#### Extract provided ####

Unfortunately, there is no in-built model visualizer, so we have to take external help

In [0]:
!pip install torchsummary
from torchsummary import summary
use_cuda = torch.cuda.is_available()
device = torch.device("cuda" if use_cuda else "cpu")
print(device)
model = Net().to(device)
summary(model, input_size=(1, 28, 28))

cuda
----------------------------------------------------------------
        Layer (type)               Output Shape         Param #
            Conv2d-1           [-1, 16, 26, 26]             144
              ReLU-2           [-1, 16, 26, 26]               0
       BatchNorm2d-3           [-1, 16, 26, 26]              32
           Dropout-4           [-1, 16, 26, 26]               0
            Conv2d-5           [-1, 16, 24, 24]           2,304
              ReLU-6           [-1, 16, 24, 24]               0
       BatchNorm2d-7           [-1, 16, 24, 24]              32
           Dropout-8           [-1, 16, 24, 24]               0
            Conv2d-9            [-1, 8, 24, 24]             128
        MaxPool2d-10            [-1, 8, 12, 12]               0
           Conv2d-11           [-1, 16, 10, 10]           1,152
             ReLU-12           [-1, 16, 10, 10]               0
      BatchNorm2d-13           [-1, 16, 10, 10]              32
          Dropout-14           [-1

# Training and Testing

All right, so we have 6.3M params, and that's too many, we know that. But the purpose of this notebook is to set things right for our future experiments. 

Looking at logs can be boring, so we'll introduce **tqdm** progressbar to get cooler logs. 

Let's write train and test functions

In [0]:
from tqdm import tqdm

train_losses = []
test_losses = []
train_acc = []
test_acc = []

def train(model, device, train_loader, optimizer, epoch):
  model.train()
  pbar = tqdm(train_loader)
  correct = 0
  processed = 0
  for batch_idx, (data, target) in enumerate(pbar):
    # get samples
    data, target = data.to(device), target.to(device)

    # Init
    optimizer.zero_grad()
    # In PyTorch, we need to set the gradients to zero before starting to do backpropragation because PyTorch accumulates the gradients on subsequent backward passes.

#### Information given ####

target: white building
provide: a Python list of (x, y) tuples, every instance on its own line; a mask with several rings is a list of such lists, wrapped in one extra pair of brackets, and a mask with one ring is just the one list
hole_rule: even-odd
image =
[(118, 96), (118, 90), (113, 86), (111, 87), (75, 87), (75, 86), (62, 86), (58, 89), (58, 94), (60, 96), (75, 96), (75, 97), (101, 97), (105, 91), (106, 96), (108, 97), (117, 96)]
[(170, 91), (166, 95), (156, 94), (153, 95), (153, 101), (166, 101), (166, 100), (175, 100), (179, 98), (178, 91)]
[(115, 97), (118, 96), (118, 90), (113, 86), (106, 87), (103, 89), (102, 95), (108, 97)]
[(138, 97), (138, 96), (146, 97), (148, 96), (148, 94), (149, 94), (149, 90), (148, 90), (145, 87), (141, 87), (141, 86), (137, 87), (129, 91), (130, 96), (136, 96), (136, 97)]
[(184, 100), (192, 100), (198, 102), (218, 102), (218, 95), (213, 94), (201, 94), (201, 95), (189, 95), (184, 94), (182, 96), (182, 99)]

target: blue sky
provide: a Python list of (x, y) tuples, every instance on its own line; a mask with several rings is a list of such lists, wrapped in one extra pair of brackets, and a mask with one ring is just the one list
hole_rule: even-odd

####

◆ **Problems**:
(1) Summarize the notebook excerpt in two sentences.
(2) According to the notebook excerpt, why is optimizer.zero_grad() called before backpropagation in the train function? Answer in one or two sentences.

◆ **Set of answers**:
(1) Because PyTorch has no in-built model visualizer, the torchsummary package is installed and its summary function is used to print the layers, output shapes and parameter counts of the model, which is placed on the GPU when CUDA is available and on the CPU otherwise. A tqdm progress bar is then introduced to make the logs more readable, and a train function is begun that moves each batch to the device and resets the optimizer's gradients.

(2) The gradients must be set to zero before backpropagation because PyTorch accumulates gradients on subsequent backward passes.